(A run of lines)
+ + + + + + +

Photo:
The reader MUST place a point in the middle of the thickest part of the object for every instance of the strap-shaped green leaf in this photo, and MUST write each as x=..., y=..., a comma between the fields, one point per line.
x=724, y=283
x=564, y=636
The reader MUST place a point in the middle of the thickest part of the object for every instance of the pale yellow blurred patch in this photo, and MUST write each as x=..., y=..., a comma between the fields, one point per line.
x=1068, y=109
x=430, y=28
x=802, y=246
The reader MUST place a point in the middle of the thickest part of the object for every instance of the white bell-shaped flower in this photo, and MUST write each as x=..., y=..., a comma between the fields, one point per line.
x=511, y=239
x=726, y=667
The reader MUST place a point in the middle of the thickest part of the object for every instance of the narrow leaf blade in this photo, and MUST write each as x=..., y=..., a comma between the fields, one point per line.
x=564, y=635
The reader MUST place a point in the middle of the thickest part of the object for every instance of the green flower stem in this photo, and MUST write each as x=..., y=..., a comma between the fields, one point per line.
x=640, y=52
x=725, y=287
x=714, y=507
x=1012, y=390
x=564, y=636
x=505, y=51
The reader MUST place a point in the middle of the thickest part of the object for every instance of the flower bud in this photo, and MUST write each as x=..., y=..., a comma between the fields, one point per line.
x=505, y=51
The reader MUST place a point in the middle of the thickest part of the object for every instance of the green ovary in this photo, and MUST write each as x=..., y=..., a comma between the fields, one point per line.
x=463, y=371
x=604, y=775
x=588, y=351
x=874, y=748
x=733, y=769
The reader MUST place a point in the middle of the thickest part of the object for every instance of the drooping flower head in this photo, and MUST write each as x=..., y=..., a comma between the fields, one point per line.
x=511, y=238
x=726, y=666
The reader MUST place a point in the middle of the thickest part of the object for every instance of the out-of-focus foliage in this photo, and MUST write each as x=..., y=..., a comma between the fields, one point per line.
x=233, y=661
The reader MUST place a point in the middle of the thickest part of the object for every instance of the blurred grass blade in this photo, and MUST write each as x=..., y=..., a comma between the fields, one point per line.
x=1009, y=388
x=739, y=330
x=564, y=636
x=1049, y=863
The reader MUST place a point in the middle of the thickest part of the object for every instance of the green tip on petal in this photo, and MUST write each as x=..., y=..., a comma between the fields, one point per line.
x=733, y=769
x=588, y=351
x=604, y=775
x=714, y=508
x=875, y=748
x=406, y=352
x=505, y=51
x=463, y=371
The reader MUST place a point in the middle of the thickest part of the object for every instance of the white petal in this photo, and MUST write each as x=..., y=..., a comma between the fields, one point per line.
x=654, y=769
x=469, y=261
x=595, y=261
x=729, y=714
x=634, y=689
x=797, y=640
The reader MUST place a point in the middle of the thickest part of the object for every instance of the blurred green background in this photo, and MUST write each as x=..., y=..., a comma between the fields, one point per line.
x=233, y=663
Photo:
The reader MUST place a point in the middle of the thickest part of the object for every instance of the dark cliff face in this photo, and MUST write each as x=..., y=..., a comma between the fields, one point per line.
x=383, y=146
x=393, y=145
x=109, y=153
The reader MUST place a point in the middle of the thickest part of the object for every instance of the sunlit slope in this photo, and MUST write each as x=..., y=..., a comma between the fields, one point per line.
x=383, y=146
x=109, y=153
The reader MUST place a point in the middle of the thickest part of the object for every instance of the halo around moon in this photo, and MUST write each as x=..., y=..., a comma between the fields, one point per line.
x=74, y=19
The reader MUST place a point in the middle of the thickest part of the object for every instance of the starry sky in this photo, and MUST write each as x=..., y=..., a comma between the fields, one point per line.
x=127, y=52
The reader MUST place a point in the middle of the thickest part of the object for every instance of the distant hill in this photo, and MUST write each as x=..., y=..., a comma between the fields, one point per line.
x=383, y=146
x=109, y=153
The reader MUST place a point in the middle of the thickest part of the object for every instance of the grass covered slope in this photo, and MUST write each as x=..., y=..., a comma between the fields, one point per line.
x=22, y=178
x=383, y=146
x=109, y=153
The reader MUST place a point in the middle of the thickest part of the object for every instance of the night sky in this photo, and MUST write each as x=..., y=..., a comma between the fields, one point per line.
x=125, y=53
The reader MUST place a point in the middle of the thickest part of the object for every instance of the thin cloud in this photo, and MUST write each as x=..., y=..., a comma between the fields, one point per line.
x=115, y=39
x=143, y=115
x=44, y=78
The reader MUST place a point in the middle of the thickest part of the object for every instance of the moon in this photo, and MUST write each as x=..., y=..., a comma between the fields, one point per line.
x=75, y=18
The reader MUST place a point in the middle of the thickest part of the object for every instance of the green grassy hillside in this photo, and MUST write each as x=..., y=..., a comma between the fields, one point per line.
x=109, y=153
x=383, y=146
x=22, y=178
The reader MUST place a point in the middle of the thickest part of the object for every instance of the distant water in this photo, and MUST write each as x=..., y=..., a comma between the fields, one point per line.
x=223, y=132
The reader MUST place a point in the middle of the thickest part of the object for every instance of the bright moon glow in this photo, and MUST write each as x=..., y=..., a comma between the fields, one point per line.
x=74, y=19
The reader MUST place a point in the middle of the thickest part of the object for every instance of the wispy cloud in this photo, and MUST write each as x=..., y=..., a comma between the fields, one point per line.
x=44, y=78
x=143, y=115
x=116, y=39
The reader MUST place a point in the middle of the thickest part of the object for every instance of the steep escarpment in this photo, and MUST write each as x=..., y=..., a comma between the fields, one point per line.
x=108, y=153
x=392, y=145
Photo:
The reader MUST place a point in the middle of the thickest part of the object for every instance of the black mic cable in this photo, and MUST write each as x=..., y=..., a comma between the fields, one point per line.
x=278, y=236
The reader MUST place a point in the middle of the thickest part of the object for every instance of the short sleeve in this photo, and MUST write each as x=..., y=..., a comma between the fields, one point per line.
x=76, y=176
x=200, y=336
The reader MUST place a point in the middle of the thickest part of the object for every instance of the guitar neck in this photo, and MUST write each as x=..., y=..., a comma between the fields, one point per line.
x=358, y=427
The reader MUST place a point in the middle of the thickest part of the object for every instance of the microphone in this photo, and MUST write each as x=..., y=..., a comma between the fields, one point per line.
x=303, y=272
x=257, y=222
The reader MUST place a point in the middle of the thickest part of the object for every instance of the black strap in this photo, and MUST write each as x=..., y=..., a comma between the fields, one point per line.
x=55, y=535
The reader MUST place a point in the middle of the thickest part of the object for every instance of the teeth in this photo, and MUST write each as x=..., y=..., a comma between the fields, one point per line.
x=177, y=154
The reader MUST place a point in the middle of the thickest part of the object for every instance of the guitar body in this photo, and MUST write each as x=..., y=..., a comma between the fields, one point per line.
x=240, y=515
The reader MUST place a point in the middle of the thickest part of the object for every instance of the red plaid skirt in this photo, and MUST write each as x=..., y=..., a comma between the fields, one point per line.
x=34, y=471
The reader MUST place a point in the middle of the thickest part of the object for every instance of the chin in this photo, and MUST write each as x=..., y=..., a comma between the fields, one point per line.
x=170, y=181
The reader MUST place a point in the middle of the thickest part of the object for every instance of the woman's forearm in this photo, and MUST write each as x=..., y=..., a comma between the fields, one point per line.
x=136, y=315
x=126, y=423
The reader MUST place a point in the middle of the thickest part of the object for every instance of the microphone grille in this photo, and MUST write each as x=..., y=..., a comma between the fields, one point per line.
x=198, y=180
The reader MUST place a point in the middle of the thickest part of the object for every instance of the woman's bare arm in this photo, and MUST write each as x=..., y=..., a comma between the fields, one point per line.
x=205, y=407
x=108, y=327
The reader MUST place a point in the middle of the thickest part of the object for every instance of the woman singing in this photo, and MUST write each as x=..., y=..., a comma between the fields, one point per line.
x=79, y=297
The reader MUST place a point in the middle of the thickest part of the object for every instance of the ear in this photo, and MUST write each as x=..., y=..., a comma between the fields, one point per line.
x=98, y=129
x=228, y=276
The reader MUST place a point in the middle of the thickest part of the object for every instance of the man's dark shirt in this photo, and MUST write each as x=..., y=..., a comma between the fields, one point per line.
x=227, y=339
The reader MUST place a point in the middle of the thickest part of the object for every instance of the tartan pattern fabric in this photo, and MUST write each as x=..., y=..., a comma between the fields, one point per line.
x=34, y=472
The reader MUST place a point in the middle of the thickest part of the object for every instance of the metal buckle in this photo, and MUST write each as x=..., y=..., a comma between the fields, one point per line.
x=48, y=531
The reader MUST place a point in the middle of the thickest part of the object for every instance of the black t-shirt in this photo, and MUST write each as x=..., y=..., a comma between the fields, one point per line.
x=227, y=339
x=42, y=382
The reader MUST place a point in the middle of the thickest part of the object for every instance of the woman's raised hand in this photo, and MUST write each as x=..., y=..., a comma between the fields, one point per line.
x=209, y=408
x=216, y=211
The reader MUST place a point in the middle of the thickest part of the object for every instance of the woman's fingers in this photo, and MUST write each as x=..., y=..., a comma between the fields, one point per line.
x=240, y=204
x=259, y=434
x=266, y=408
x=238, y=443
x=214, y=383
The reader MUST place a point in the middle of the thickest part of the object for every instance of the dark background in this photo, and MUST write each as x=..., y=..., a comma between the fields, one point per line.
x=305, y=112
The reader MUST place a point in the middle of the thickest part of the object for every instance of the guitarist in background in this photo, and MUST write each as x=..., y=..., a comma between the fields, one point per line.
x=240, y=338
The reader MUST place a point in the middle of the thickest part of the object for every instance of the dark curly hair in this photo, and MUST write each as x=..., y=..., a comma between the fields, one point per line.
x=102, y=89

+ + + + + + +

**REQUIREMENTS**
Turn the lines above into a JSON list of strings, one string per line and no blank lines, starting at the line that contains "the green grassy" and ending after the line that contains "x=223, y=132".

**COMPLETED EXERCISE**
[
  "The reader MUST place a point in the middle of the thickest part of the object for every instance of the green grassy hillside in this photo, and MUST write each as x=..., y=..., a comma between the fields, one point per line.",
  "x=109, y=153",
  "x=383, y=146",
  "x=22, y=178",
  "The reader MUST place a point in the middle of the thickest part of the object for every instance of the distant water in this photo, and MUST write each as x=..., y=..., a comma between the fields, one point per line.",
  "x=223, y=132"
]